▶ **Text block**
Saltzman oversees the Housing Bureau, which denied the break last week, saying in a March 17 letter, "After reviewing the application materials submitted, PHB is unable to approve application exemptions for the project due to the shelter's religious-based services and programming."

The bureau's decision was based on advice from the city attorney's office, which had said the organization's programming violated the Oregon Constitution's separation between church and state.

However, after a Monday meeting with senior city attorneys, Saltzman reversed the decision. He based his decision in part on the fact that the city previously has partly funded homeless and affordable housing projects by other religious organizations, including the Salvation Army, the Union Gospel Mission and Catholic Charities.

The City Council also declared a Housing State of Emergency last October intended to create more shelter space and affordable housing projects.

"The commissioner wants the city to do everything possible to help the homeless and low-income families," says Brendan Finn, Saltzman's chief of staff.

The Community of Hope has been financially challenged in recent months by city fees and construction requirements. Although some fees and requirements have been reduced or waived, the organization is still facing tens of thousands of dollars in city-imposed costs, including system development charges (SDCs) totaling more than $20,000.

After a March 8 Portland Tribune story on the situation, the organization was informed it could apply to have all of the city SDCs waived under a program administered by the Portland Housing Bureau to encourage the construction of affordable housing, including new shelters. The program recently was used to reduce costs for a shelter for women and children opened by Human Solutions in a former strip club in Southeast Portland.

But after the Community of Hope submitted some preliminary paperwork, it was notified that it does not qualify for the program.

“After reviewing the application materials submitted, PHB is unable to approve SDC exemptions of the project due to the shelter’s religious-based services and programming,” says the March 17 letter signed by Portland Housing Bureau program coordinator Dory Van Bockel.

The Community of Hope is part of AllOne Community Services, a nonprofit organization founded by the Church of North Portland, a coalition of dozens of churches in the area. Plans call for expanding the shelter from about 15 to around 34 people.

▶ **Records**
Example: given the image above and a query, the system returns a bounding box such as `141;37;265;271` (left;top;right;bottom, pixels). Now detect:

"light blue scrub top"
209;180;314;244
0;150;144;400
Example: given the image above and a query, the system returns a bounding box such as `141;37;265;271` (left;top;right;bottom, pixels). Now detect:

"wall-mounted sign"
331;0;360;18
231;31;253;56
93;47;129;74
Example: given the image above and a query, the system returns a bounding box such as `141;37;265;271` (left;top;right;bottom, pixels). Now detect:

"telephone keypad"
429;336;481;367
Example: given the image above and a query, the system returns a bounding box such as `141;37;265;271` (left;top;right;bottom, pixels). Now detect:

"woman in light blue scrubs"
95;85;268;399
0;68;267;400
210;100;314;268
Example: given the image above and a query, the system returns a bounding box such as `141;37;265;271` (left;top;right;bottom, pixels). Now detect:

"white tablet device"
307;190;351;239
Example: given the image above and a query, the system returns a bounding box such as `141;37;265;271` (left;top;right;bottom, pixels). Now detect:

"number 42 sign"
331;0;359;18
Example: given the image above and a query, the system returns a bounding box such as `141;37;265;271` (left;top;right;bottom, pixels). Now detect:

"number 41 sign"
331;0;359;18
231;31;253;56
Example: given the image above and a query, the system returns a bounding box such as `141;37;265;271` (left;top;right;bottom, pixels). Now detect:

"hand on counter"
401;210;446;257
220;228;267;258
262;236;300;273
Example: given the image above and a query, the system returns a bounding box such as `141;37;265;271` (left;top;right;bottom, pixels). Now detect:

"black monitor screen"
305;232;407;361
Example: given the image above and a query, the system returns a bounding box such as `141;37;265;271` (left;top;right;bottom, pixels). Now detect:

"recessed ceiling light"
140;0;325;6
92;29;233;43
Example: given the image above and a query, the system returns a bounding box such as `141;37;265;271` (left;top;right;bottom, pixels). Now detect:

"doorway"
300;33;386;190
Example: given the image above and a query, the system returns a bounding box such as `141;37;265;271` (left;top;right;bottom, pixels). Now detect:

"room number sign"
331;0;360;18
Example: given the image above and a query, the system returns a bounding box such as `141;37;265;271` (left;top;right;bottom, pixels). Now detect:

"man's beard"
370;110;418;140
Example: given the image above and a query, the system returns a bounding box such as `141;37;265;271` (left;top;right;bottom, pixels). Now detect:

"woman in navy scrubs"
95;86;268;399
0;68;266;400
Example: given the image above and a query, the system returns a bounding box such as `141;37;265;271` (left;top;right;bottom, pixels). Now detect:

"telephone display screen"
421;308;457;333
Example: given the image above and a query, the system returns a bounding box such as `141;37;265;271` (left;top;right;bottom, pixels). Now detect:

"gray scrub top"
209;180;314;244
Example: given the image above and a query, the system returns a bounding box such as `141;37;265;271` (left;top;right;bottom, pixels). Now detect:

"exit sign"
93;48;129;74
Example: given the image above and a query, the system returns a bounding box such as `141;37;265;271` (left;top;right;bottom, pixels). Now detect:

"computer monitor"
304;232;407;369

▶ **Written tasks**
a) In the article on the shelter's fee waiver, take the part that begins at the words "However, after a" and stops after "chief of staff.", and write it out again with "Monday" swapped for "Tuesday".
b) Continue the article on the shelter's fee waiver, starting right after its final sentence.

▶ **Written answers**
a)
However, after a Tuesday meeting with senior city attorneys, Saltzman reversed the decision. He based his decision in part on the fact that the city previously has partly funded homeless and affordable housing projects by other religious organizations, including the Salvation Army, the Union Gospel Mission and Catholic Charities.

The City Council also declared a Housing State of Emergency last October intended to create more shelter space and affordable housing projects.

"The commissioner wants the city to do everything possible to help the homeless and low-income families," says Brendan Finn, Saltzman's chief of staff.

b)
Community of Hope Executive Director Linda Jo Devlaeminick says the only religious programming at the shelter is a mandatory trauma recovery course she teaches to clients that includes Bible quotes along with psychological advice. Devlaeminick says she drops the Bible quotes if any of the clients object.

Other faith-based organizations are receiving funds from both Portland and Multnomah County to support their homeless programs, including the Salvation Army. The Portland Development Commission helped finance the Union Gospel Mission’s building in Old Town. A representative of the downtown Baptist Church even sits on the coordinating committee of A Home for Everyone, a city-county initiative to cut the homeless population in half by 2019.

Devlaeminick had said she hoped the Housing Bureau would reverse its stance after learning more about how the shelter operates.

“If what we’re going through can help other organizations, then it will be worth it,” Devlaeminick says.

The initial rejection came as Portland and Multnomah County have been increasing spending on homeless programs after declaring housing emergencies.

Last Wednesday, the City Council approved spending $2.75 million on homeless services. The money is in addition to $2.26 million the council spent last October.

Most of the original appropriation went to open two temporary homeless shelters, one in Southwest Portland and one downtown. The largest portion of the additional money — $1.29 million — will go to pay some of their opening and operating costs. Both shelters required improvements to open and need ongoing staffing, maintenance and repairs to function.

Mayor Charlie Hales said some of the additional money will be spent on “deliberate experimentation” to help determine the best ways to reduce homelessness. A number of the services are modeled after those in other cities.

“We are trying some things out that we’re learning from other cities. Some of them are going to work, some of them aren’t,” Hales said.

The next day, the Multnomah County Board of Commissioners approved spending $5.7 million on homeless and affordable housing services. Of that amount, $1 million is requested for housing assistance for homeless families, domestic violence survivors, homeless youth, homeless veterans and related services.

The remaining $4.7 million will help fulfill Multnomah County Chair Deborah Kafoury’s promise to appropriate $10 million to A Home for Everyone next year.

Hales has promised $20 million in city funds for the city-county initiative, and he has asked all general fund agencies to propose 5 percent budget reductions to help free up the money.

A recent analysis by the City Budget Office questioned whether A Home for Everyone’s goal of cutting homelessness in half by 2019 is realistic. In a review of the housing bureau’s next budget request, budget analysts said the actual cost of such a reduction is not the $30 million Hales and Kafoury promised to spend next year, but $73 million over three years. And analysts said the homeless population probably is increasing faster than predicted because of the increasing housing costs the council is trying to address.